Yet controversy brews: this power unmasks vulnerabilities. 

Kim Larsen, Chief Information Security Officer at Keepit, warns: “AI-driven attacks will become highly adaptive. By 2026, adversaries will use AI systems that map entire infrastructures in seconds, identify weak links deep in the supply chain, and shift tactics in real time to bypass defenses… Defenders will match this only if they adopt AI with intention and transparency.” 

Kappers adds: “The hyper-personalization of cyberattacks will become a defining challenge. Attackers are leveraging AI to create polymorphic malware and highly tailored campaigns.”

Retention and reality checks counter the glamour. 

Jon White, Head of Data Solutions at Intermedia Global Ltd, insists: “2026 will see a lot more brands focusing on customer retention… acquiring new customers can cost up to five times more than retaining existing ones. Good data is requisite… We still see clients putting huge sums into data for acquisition campaigns, even when their existing data is in a right mess.” 

Anu Pillai, Chief Technology Officer at Direct Digital Holdings, drops the financial bomb: “The AI infrastructure bill will hit hard. Decisions will need to be made about whether to build in-house AI capabilities or rely on third-party APIs – the cost difference between training your own models versus API calls will become a major P&L line item. Expect GPU costs to remain high.”

• [Problems and tasks]
1. According to Jon White in the excerpt on 2026 predictions, how much more can acquiring new customers cost than retaining existing ones?
2. Based on the excerpt on 2026 predictions, decide whether each statement agrees with it. Answer yes or no for each, and quote the words that decide it.
(a) Anu Pillai is Chief Technology Officer at Direct Digital Holdings.
(b) Kim Larsen says adversaries will use AI systems that map entire infrastructures in minutes.
(c) Anu Pillai expects GPU costs to fall.

• [Dataset extract]
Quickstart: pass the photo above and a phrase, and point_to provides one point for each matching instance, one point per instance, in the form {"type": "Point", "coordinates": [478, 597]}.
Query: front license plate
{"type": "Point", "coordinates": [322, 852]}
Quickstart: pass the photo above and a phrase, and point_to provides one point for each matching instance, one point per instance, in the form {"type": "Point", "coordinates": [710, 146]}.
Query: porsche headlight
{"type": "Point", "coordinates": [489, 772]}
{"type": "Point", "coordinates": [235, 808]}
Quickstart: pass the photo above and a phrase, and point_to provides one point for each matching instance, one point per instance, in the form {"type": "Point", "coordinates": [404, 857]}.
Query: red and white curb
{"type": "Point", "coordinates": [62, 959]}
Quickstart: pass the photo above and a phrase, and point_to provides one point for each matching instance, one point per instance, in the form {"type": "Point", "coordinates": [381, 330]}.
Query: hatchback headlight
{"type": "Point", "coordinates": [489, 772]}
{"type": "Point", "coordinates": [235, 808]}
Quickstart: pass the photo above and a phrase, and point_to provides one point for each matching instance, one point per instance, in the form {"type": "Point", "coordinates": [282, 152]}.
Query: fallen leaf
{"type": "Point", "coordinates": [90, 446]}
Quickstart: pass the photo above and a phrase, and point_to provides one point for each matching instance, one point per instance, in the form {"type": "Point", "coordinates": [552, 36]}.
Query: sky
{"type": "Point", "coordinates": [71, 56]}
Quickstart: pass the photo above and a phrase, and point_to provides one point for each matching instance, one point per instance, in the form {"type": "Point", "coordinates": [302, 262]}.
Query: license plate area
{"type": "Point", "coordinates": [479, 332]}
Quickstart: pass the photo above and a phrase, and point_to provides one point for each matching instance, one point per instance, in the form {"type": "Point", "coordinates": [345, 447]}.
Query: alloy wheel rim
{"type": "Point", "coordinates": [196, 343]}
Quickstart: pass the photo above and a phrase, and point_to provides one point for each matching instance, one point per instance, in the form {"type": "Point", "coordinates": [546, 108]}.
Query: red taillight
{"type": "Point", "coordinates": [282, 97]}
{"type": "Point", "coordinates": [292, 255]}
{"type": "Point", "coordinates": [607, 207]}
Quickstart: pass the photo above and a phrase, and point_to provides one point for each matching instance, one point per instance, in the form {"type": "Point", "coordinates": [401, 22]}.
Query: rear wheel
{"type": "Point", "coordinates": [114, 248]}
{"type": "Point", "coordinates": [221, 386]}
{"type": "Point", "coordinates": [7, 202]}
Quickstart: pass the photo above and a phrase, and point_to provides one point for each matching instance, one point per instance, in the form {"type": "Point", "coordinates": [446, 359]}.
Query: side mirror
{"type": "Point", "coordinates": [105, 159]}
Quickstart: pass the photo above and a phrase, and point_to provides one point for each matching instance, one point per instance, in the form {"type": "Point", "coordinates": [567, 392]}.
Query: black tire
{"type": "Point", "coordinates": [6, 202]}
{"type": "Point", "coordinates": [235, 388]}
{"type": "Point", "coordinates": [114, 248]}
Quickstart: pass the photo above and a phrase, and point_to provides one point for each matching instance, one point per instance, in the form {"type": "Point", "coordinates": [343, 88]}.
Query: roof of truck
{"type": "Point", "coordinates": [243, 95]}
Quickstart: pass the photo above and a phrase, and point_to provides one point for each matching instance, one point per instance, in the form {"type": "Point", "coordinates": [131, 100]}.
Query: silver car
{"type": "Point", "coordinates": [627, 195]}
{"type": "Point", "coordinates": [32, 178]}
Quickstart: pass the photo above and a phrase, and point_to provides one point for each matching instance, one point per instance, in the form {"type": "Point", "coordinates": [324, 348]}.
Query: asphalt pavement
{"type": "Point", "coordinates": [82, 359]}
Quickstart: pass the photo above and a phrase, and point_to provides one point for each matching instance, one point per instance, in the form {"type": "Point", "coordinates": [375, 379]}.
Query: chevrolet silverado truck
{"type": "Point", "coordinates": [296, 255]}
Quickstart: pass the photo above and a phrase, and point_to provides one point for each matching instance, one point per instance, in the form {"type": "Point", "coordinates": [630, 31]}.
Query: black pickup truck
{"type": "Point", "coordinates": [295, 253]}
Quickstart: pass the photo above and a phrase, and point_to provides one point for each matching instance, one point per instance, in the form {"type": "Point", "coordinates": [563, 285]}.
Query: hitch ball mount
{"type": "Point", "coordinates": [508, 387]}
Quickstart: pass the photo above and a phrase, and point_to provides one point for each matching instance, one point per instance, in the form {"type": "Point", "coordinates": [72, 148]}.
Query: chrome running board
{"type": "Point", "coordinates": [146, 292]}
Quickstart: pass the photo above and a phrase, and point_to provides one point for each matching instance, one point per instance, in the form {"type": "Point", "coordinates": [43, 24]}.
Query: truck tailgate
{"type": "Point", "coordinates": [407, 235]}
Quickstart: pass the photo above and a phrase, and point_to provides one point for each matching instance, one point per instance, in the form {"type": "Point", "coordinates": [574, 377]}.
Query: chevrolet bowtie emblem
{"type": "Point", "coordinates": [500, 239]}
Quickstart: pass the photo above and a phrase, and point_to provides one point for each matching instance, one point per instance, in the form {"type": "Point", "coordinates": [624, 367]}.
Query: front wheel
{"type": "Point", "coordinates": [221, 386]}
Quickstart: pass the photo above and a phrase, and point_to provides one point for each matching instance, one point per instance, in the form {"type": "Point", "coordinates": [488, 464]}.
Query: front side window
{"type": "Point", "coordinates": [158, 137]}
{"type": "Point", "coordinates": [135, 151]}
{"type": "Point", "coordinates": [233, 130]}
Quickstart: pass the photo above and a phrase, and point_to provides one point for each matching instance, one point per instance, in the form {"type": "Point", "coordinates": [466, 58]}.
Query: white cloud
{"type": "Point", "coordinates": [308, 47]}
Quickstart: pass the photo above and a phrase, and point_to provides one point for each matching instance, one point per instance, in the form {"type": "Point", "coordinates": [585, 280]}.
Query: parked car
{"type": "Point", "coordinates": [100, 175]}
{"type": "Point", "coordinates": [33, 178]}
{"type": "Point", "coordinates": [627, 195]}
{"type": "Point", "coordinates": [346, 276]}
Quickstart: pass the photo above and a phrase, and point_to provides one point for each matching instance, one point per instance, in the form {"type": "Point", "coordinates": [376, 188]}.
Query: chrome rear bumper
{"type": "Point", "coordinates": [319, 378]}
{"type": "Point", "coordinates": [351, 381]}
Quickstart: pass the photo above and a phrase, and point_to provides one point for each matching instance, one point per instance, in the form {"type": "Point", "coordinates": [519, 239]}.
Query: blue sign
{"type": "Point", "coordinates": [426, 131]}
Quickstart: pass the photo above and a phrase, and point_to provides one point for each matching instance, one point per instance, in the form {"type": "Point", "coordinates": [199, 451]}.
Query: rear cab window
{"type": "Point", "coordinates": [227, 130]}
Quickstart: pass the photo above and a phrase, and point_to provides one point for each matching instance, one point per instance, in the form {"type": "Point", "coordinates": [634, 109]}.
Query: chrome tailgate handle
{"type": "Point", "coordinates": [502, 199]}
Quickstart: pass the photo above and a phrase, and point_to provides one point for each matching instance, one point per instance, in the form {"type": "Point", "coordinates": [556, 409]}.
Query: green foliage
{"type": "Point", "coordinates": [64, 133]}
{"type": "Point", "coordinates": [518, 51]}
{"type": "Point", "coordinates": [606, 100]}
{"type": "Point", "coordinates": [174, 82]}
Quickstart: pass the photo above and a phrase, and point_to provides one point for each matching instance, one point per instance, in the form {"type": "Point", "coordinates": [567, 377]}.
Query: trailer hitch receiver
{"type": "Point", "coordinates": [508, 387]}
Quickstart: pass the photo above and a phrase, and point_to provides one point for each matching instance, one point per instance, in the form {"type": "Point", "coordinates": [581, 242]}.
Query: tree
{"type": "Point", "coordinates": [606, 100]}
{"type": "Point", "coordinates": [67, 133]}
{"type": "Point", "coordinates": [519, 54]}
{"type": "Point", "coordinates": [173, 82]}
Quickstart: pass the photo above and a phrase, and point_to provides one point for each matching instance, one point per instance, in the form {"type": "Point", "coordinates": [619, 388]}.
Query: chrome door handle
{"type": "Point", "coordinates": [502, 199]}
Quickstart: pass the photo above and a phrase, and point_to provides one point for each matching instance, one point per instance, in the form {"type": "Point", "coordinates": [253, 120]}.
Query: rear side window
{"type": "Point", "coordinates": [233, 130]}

• [Written answers]
1. Up to five times more.

2.
(a) Yes: "Anu Pillai, Chief Technology Officer at Direct Digital Holdings"
(b) No: "map entire infrastructures in seconds"
(c) No: "Expect GPU costs to remain high."